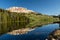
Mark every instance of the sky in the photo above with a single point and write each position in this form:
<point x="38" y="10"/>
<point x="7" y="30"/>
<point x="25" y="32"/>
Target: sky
<point x="49" y="7"/>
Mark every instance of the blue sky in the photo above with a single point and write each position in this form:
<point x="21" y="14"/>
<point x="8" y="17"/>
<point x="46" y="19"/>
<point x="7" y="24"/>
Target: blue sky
<point x="50" y="7"/>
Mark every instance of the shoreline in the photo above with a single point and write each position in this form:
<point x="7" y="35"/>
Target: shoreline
<point x="21" y="31"/>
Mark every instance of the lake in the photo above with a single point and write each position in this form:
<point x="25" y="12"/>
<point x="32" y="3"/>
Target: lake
<point x="40" y="33"/>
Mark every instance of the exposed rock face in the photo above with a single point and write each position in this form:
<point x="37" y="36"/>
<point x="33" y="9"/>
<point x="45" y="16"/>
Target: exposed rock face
<point x="19" y="10"/>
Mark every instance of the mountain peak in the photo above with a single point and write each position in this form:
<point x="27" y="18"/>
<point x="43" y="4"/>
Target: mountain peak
<point x="19" y="10"/>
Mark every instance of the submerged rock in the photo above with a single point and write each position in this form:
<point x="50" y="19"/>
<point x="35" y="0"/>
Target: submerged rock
<point x="20" y="31"/>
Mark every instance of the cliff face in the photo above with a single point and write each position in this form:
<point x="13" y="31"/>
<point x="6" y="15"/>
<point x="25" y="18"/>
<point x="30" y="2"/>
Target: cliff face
<point x="19" y="10"/>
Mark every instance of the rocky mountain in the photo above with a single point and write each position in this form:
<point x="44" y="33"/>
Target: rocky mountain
<point x="19" y="10"/>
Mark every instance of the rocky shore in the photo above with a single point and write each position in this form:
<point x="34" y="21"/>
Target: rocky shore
<point x="20" y="31"/>
<point x="54" y="35"/>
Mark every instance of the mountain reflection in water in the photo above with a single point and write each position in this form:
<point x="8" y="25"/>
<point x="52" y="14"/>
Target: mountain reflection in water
<point x="40" y="33"/>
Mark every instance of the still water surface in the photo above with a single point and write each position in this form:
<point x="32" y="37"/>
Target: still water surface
<point x="40" y="33"/>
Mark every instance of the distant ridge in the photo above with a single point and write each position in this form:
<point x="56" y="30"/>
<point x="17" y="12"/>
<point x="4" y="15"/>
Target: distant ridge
<point x="19" y="10"/>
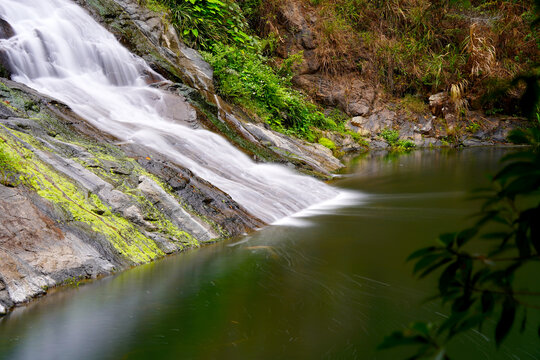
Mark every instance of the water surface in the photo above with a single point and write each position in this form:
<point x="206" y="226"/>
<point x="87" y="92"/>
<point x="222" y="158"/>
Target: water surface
<point x="329" y="287"/>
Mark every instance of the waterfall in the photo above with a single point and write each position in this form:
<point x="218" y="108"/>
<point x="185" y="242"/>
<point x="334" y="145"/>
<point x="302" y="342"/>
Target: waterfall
<point x="59" y="50"/>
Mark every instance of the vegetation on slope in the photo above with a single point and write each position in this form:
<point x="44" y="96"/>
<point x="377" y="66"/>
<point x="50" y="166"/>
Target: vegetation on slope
<point x="422" y="47"/>
<point x="242" y="66"/>
<point x="472" y="49"/>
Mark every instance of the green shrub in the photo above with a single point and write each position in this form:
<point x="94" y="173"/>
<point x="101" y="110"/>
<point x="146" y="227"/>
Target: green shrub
<point x="244" y="77"/>
<point x="391" y="136"/>
<point x="203" y="22"/>
<point x="327" y="143"/>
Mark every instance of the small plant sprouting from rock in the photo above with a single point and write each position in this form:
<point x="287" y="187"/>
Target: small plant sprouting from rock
<point x="327" y="143"/>
<point x="391" y="136"/>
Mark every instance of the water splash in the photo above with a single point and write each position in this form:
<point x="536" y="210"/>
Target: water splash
<point x="59" y="50"/>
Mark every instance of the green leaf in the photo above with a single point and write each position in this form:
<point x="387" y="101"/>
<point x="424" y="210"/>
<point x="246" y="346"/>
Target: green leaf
<point x="447" y="277"/>
<point x="447" y="239"/>
<point x="425" y="262"/>
<point x="464" y="236"/>
<point x="397" y="338"/>
<point x="488" y="302"/>
<point x="506" y="320"/>
<point x="422" y="252"/>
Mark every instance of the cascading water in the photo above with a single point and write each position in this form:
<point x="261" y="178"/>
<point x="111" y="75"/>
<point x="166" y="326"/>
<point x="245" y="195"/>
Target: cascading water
<point x="61" y="51"/>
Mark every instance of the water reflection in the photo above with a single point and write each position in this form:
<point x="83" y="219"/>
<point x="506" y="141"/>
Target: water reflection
<point x="331" y="290"/>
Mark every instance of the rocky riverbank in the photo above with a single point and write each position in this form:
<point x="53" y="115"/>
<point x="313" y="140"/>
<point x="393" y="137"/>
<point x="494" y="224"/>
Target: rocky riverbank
<point x="78" y="203"/>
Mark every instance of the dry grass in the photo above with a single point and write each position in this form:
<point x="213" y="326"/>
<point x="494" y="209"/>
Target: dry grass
<point x="481" y="52"/>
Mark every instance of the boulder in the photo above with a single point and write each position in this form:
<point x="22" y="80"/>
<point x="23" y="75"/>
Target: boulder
<point x="6" y="31"/>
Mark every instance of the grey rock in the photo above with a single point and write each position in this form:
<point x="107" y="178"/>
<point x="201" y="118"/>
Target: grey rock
<point x="6" y="31"/>
<point x="378" y="144"/>
<point x="169" y="206"/>
<point x="500" y="134"/>
<point x="475" y="142"/>
<point x="358" y="109"/>
<point x="5" y="112"/>
<point x="424" y="125"/>
<point x="375" y="123"/>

THE EXERCISE:
Print the line containing "Mark every instance of the cascading" and every line after it to the end of the records above, exactly as written, and nothing else.

OUTPUT FOR THIS EXERCISE:
Mark every instance of the cascading water in the photo above with a single point and write each position in this form:
<point x="261" y="178"/>
<point x="111" y="75"/>
<point x="166" y="326"/>
<point x="245" y="195"/>
Target: cascading water
<point x="61" y="51"/>
Mark every instance of the water reflection in the photo above with a single point and write each position in this form:
<point x="83" y="219"/>
<point x="506" y="141"/>
Target: water reflection
<point x="331" y="290"/>
Mark every instance of the rocky riverbank in the photo above with a single point and write each position in this form:
<point x="53" y="115"/>
<point x="313" y="140"/>
<point x="393" y="137"/>
<point x="494" y="224"/>
Target: rocky riverbank
<point x="78" y="203"/>
Mark every instance of the dry grass in the photo above with a single point and write each position in this form:
<point x="213" y="326"/>
<point x="494" y="209"/>
Target: dry grass
<point x="481" y="52"/>
Mark every instance of the boulder in the photo above with a single point and write each position in this form:
<point x="22" y="80"/>
<point x="23" y="75"/>
Target: boulder
<point x="6" y="31"/>
Mark every instance of the grey rock in the photo above with a single point and write each position in this form:
<point x="107" y="178"/>
<point x="201" y="118"/>
Target: grey rock
<point x="6" y="31"/>
<point x="378" y="144"/>
<point x="169" y="206"/>
<point x="500" y="134"/>
<point x="475" y="142"/>
<point x="358" y="109"/>
<point x="5" y="112"/>
<point x="424" y="125"/>
<point x="375" y="123"/>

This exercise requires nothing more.